«ЛГ»-досье:
Сергей Александрович Шаргунов – прозаик, критик, публицист, поэт. Родился в 1980 году в Москве в семье священника. Выпускник МГУ по специальности «журналист-международник». Автор книг «Малыш наказан», «Ура!», «Как меня зовут?», «Птичий грипп», «Книга без фотографий».
– Тебя задевает, когда говорят, что Шаргунов – писатель от политики, который провоцирует на эмоции, но мало что оставляет в душе читателя?
– В такой формулировке впервые слышу от тебя. А разве эмоции и «душа читателя» не связаны? И кто такой «писатель от политики»? Литература – дело одинокое и безоглядное. Ни одного ангажированного слова нет ни в одном моём художественном тексте. В чём я вижу смысл своих литературных занятий? Передавать непередаваемое, возиться с красками, исследовать человека. Смею думать: пишу о жизни и смерти, о времени, любви, страстях, о растерянности и надежде, падениях и подъёмах. И даже там, где пишу о новейшей истории, стараюсь сохранять, с позволения сказать, полифоничность.

_ЗАПИСИ ДЛЯ ОБРАБОТКИ_

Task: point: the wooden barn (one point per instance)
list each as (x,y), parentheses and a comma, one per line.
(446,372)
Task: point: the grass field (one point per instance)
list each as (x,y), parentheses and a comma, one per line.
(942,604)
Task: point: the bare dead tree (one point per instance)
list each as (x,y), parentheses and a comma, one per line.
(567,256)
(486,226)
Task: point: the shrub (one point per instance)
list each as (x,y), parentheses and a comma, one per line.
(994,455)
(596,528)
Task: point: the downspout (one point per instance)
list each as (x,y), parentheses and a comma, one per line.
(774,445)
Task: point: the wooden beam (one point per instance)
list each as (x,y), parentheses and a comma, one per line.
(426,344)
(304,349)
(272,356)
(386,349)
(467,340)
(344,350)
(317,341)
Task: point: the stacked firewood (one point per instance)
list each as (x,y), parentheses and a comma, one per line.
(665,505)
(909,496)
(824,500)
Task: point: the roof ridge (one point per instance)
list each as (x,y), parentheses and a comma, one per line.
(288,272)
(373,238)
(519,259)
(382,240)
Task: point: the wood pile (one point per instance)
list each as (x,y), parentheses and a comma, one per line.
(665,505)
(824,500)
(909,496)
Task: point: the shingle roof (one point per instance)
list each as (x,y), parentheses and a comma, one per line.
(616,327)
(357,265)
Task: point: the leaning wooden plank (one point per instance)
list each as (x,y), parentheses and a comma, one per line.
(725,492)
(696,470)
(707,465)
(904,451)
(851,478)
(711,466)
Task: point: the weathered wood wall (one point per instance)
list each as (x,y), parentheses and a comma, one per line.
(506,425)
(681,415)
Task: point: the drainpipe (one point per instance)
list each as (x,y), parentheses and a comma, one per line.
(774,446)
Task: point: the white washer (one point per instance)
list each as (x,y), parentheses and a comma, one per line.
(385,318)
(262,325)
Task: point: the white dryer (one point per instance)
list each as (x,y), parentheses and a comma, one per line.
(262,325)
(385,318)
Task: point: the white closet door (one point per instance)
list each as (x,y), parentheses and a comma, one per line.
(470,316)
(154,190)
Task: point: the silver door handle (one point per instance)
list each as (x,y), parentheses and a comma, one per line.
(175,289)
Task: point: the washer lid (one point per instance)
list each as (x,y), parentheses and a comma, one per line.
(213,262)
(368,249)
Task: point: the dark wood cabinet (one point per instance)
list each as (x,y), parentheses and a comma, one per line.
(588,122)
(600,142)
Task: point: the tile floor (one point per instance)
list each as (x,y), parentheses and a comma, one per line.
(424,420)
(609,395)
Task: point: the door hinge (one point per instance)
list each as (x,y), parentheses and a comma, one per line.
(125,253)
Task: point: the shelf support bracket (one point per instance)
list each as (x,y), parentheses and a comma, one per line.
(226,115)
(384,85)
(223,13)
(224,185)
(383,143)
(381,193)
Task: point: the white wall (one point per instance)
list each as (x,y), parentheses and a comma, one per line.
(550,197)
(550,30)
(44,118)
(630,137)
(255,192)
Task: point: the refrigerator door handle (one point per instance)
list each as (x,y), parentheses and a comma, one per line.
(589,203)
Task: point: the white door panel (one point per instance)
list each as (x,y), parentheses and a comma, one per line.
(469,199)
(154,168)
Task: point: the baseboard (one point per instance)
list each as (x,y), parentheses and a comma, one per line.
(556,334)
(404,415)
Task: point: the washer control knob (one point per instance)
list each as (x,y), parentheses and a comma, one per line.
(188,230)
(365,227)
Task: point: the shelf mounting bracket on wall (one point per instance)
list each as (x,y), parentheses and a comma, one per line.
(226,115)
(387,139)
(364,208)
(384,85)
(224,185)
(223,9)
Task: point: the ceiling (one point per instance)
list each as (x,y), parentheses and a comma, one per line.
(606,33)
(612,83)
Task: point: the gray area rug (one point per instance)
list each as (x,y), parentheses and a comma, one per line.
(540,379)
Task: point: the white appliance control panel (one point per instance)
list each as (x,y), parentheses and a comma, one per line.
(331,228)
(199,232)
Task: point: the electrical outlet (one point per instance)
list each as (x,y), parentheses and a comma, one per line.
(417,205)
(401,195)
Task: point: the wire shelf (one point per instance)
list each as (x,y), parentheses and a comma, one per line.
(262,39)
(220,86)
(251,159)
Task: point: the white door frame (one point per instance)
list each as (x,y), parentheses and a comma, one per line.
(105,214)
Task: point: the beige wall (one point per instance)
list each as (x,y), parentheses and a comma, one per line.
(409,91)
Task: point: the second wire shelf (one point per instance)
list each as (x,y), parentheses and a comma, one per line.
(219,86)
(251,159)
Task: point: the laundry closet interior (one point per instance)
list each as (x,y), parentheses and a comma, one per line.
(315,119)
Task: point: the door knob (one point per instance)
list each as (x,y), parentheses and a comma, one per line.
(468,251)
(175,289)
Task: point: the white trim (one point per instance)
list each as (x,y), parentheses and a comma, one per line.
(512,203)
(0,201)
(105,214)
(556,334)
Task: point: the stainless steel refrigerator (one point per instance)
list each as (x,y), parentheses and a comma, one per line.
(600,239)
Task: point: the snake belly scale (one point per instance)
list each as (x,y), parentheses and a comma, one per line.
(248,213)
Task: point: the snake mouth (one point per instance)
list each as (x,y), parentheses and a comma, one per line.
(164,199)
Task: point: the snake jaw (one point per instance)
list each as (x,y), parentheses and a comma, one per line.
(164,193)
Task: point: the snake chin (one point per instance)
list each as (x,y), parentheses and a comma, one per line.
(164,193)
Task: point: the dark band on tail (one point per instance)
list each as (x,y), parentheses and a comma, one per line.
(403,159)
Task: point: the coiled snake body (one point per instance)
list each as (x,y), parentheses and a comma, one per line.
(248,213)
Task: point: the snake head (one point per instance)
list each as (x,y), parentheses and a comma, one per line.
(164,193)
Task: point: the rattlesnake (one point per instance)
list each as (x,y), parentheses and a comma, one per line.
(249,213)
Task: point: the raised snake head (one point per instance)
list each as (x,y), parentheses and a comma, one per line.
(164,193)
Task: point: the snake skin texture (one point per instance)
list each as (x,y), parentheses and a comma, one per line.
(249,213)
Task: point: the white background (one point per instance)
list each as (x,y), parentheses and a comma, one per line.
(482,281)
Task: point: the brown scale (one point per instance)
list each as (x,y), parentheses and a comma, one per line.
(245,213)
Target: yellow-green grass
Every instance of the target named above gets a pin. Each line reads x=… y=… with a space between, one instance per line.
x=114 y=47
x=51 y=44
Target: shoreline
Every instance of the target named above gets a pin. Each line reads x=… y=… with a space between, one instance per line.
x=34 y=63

_ЗАДАНИЕ 1_
Перепишите строки записей начиная со строки «Target: shoreline» и заканчивая концом записей, поменяв «pin» на «marker» и ничего больше не трогая.
_ЗАДАНИЕ 2_
Продолжите беседу с Сергеем Шаргуновым после последней реплики.

_ПИСЬМЕННЫЙ ОТВЕТ 1_
Target: shoreline
Every instance of the target named above gets a marker. Each line reads x=… y=… with a space between, one instance per line.
x=34 y=63

_ПИСЬМЕННЫЙ ОТВЕТ 2_
– Но политика в твоём творчестве явно не на последнем месте…
– Нет, в жизни так. В книгах – люди, характеры, образы и ощущения. Хотя и в жизни сначала в большей степени была литература. В 19 лет я пришёл в «Новый мир» с рассказами и стал печататься. Были книги. А поучаствовать в политике я попытался в 24 года. Но это был не карьерный ход, а нечто обратное. Импульсом стала «монетизация льгот», когда, по моим впечатлениям, у нищего отняли последнюю ветхую суму. Возмущённые люди вышли на улицы, и на этом фоне в ту зиму я создал своего рода народническое движение, которое назвалось «Ура!». Костяк составили литераторы, журналисты, художники, музыканты. Например, Роман Сенчин был одним из основателей. Мы постоянно устраивали литературные встречи, поэтические вечера (с Емелиным, Родионовым и другими), а уличными акциями пытались противодействовать наглости «хозяев жизни», бороться против общественного удушья, по сути, против исторического тупика. Несколько раз я оказывался на пороге тюрьмы, задерживали, держали в КПЗ, спецслужбы гонялись за мной по Москве, устраивали обыски в квартире. А в 27 лет, оставаясь независимым человеком и оппонентом власти, я решил участвовать в выборах в Госдуму. Когда потребовали капитуляции, а я отказался, сняли с выборов, и в бюллетенях на месте моей фамилии сквозил пробел. После чего на несколько лет я очутился в условиях социальной изоляции с запретом на ТВ и в прессе. В сегодняшней России политики нет, кроме фальшивой и мёртвой, а значит, нет и меня в политике. Продолжаю высказываться о том, что волнует или возмущает – через статьи и выступления. Но предпочитаю прозу. Сейчас вот пишу своего рода семейный роман на фоне осени 93-го.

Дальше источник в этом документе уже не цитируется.